» INSTRUCTIONS TO FOLLOW
What is needed here is an exact copy of all the records below.

# # # # # # #

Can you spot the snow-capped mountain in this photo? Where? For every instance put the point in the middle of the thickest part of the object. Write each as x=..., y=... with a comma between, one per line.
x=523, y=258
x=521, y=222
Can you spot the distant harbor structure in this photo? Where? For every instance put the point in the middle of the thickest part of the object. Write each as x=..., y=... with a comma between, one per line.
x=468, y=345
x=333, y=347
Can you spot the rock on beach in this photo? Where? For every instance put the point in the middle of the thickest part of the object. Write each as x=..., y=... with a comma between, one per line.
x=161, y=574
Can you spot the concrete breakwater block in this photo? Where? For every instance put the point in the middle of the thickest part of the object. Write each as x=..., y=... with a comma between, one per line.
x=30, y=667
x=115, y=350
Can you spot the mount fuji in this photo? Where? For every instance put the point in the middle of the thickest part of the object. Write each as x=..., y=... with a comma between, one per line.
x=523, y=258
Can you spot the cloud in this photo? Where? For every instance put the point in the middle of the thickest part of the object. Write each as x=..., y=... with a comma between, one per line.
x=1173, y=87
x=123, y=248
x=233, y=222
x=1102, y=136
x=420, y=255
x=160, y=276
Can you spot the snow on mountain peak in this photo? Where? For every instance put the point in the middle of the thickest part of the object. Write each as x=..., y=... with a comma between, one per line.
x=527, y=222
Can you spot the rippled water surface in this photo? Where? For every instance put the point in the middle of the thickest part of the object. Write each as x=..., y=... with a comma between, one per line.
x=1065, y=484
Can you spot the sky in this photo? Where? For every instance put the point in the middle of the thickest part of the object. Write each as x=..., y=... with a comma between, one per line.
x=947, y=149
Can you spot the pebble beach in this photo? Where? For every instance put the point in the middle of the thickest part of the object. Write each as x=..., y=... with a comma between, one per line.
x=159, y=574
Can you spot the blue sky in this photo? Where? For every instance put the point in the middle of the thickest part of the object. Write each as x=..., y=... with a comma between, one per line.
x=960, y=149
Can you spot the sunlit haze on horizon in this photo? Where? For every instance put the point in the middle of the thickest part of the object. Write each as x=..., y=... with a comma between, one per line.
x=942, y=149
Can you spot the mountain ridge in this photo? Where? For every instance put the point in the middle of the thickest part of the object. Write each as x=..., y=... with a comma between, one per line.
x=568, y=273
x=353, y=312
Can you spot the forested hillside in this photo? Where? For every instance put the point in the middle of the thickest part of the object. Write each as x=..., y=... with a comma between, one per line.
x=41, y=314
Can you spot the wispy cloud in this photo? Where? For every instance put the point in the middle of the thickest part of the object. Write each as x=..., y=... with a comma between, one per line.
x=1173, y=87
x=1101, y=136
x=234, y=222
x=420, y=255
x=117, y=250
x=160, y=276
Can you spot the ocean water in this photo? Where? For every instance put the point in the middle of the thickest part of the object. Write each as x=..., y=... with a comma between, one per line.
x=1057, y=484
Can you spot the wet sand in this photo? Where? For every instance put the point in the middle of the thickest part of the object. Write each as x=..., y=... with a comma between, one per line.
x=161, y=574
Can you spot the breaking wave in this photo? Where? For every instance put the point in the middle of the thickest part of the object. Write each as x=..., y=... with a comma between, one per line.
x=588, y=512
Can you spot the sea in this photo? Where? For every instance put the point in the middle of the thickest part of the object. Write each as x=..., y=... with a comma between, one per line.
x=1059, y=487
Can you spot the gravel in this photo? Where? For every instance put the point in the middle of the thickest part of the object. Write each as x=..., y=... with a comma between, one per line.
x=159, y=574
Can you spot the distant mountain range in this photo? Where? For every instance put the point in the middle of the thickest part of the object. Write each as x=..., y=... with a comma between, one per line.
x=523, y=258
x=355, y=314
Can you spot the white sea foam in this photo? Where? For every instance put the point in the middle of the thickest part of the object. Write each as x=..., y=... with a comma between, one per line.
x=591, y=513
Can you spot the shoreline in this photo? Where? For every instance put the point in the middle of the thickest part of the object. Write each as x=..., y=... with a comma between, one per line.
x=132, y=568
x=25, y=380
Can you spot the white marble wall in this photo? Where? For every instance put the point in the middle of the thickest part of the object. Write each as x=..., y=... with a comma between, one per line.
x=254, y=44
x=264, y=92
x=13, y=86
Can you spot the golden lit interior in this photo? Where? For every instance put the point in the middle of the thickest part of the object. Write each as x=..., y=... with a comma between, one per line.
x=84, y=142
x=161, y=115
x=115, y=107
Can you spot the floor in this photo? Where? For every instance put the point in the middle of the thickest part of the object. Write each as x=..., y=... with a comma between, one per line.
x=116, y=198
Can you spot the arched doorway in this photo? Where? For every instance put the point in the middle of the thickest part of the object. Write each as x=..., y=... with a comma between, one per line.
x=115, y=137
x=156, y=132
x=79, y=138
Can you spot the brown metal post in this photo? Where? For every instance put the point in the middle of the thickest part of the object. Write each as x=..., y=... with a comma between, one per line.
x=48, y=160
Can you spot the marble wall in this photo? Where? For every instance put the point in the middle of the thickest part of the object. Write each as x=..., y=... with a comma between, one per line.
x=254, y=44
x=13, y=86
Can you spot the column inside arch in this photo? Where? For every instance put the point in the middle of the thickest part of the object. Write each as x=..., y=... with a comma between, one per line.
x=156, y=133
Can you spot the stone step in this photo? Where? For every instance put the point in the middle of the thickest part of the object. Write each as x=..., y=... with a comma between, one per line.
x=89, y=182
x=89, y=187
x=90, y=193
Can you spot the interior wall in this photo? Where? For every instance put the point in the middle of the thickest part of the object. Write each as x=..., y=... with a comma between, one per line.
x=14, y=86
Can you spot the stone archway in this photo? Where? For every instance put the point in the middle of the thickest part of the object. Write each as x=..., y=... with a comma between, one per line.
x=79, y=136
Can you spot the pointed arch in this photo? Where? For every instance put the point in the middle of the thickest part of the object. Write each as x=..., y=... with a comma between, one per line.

# # # # # # #

» SOLVED EXERCISE
Can you spot the snow-capped mountain in this photo? Where? For every instance put the point in the middle of the thickest part of the object. Write each as x=..., y=... with a comma between, one per line.
x=523, y=258
x=521, y=222
Can you spot the distant harbor structure in this photo? Where? For every instance put the point in the middle of the thickest part of the object. Write each as x=..., y=... with a comma between, one per line.
x=468, y=345
x=333, y=347
Can you spot the rock on beach in this photo? Where? For every instance put the point in the middle of the thickest part of the object. Write each as x=..., y=... with a comma between, one per line.
x=161, y=574
Can you spot the concrete breakwater block in this photo? Where? For every instance put the point in the middle of the thickest part of the object. Write each as x=..., y=... with a comma between, one per line.
x=30, y=667
x=115, y=350
Can you spot the mount fuji in this photo? Where? For every instance put the point in the middle of the thickest part of the object. Write each as x=..., y=... with a comma between, one per line.
x=523, y=258
Can you spot the cloud in this photo? Where? For every instance put the point in the middle of the thickest part of the object. Write each as x=..., y=... with a comma between, one per line.
x=1173, y=87
x=123, y=248
x=233, y=222
x=1102, y=136
x=420, y=255
x=160, y=276
Can you spot the snow on mountain peak in this photo? Where? For every instance put the point in the middle of the thickest part of the object. Write each as x=..., y=... with a comma between, one per line.
x=527, y=222
Can you spot the rippled water surface in this photo? Where? For every instance put the point in the middle of the thickest part of the object. Write each as x=..., y=... with a comma between, one per line.
x=1065, y=484
Can you spot the sky in this photo? Where? For every instance put the point in the middle of the thickest part of the object. Write each as x=..., y=... with a comma between, one per line.
x=947, y=149
Can you spot the pebble beach in this photo? Where? For every instance put the point in the middle of the thickest part of the object. Write each as x=..., y=... with a comma between, one per line.
x=159, y=574
Can you spot the blue sky in this photo? Where? For every instance put the point in the middle of the thickest part of the object. Write each as x=..., y=... with a comma between, one per line.
x=960, y=149
Can you spot the sunlit haze on horizon in this photo? Where? For every instance put the point in the middle of the thickest part of the object. Write each as x=..., y=... with a comma between, one per line.
x=942, y=149
Can you spot the mountain ridge in this photo? Where? For every instance put the point in the middle of the thickest part of the object. Write each as x=..., y=... with a comma between, one per line.
x=568, y=273
x=353, y=312
Can you spot the forested hillside in this photo? Where? For every instance put the point in the middle of the thickest part of the object. Write each as x=..., y=... with a comma between, one per line.
x=41, y=314
Can you spot the wispy cloud in this photo? Where? For every instance put the point in the middle of the thickest part of the object. Write each as x=..., y=... with a comma between, one per line.
x=1173, y=87
x=1101, y=136
x=234, y=222
x=420, y=255
x=117, y=250
x=160, y=276
Can you spot the ocean water in this photo? Where? For every instance put the point in the middle of the thickest part of the object. Write each as x=..., y=... with a comma between, one per line.
x=1057, y=484
Can you spot the wet sand in this photo? Where? For every instance put the point in the middle of the thickest part of the object. Write each as x=..., y=... with a comma between, one per line.
x=161, y=574
Can you spot the breaking wave in this photo? Where? For every instance put the point in the middle of the thickest part of the object. Write each as x=..., y=... with a comma between, one per line.
x=588, y=512
Can you spot the sea in this photo? Where? For every instance put the point in the middle of the thickest part of the object. Write each as x=..., y=... with a comma between, one per line.
x=1059, y=487
Can you spot the gravel in this photo? Where? For every instance put the point in the middle of the thickest part of the object. Write each as x=..., y=... with a comma between, one per line.
x=159, y=574
Can you spot the distant mountain range in this photo? Where? For every instance put the point in the middle of the thickest part of the object. Write each as x=..., y=... with a comma between, one per line.
x=523, y=258
x=355, y=314
Can you spot the white sea foam in this photo? Where? For every instance put the point in the middle of the thickest part of the object. Write each as x=..., y=... with a comma between, one per line.
x=591, y=513
Can you spot the shoreline in this photo? Where? For every instance put the point in the middle of the thickest part of the object. Write each as x=..., y=... with a comma between, one per line.
x=132, y=568
x=25, y=380
Can you spot the white marble wall in this photo? Where? For every instance put the point in the middle of the thickest part of the object. Write each as x=..., y=... with a comma between, one per line.
x=254, y=44
x=264, y=92
x=13, y=86
Can you spot the golden lit interior in this photo? Where? For every instance put the point in the middle of the thickest part of the object. Write each as x=..., y=... with a comma between, one per line.
x=84, y=142
x=161, y=115
x=115, y=107
Can you spot the floor in this photo? Where? For every instance put the point in the middle of the thickest part of the object. Write each as x=..., y=... with a comma between, one per line.
x=116, y=198
Can you spot the arched doorway in this photo? Where? For every instance put the point in the middle of the thickest part of the object. Write each as x=..., y=... with a comma between, one per line.
x=115, y=137
x=156, y=132
x=79, y=138
Can you spot the brown metal post in this photo? Where? For every instance put the point in the middle of the thickest part of the object. Write each as x=..., y=... with a comma between, one per line.
x=48, y=160
Can you spot the marble wall in this photo? Where? For every instance put the point in the middle of the thickest part of the object. Write each as x=..., y=... with a comma between, one per line.
x=254, y=44
x=13, y=86
Can you spot the column inside arch in this photo? Where? For every instance put the point in the middle of the thickest part of the object. Write each as x=..., y=... with a comma between, one per line.
x=156, y=133
Can you spot the stone step in this photo? Where? For every instance put the point in the middle of the thickest part of the object. Write each as x=..., y=... with a comma between, one per line.
x=89, y=182
x=89, y=187
x=90, y=193
Can you spot the interior wall in this photo? Where? For every instance put the point in the middle of the thickest part of the object. Write each as x=..., y=... with a comma between, one per line.
x=14, y=86
Can you spot the stone archway in this photo? Where? For every instance put the point in the middle of the thickest part of the object. Write each as x=..., y=... with a comma between, one per line.
x=79, y=136
Can you spot the pointed arch in this photo? Where? For every instance put the point in the middle of the thickest part of the object. Write each as x=..., y=... with a comma between, one per line.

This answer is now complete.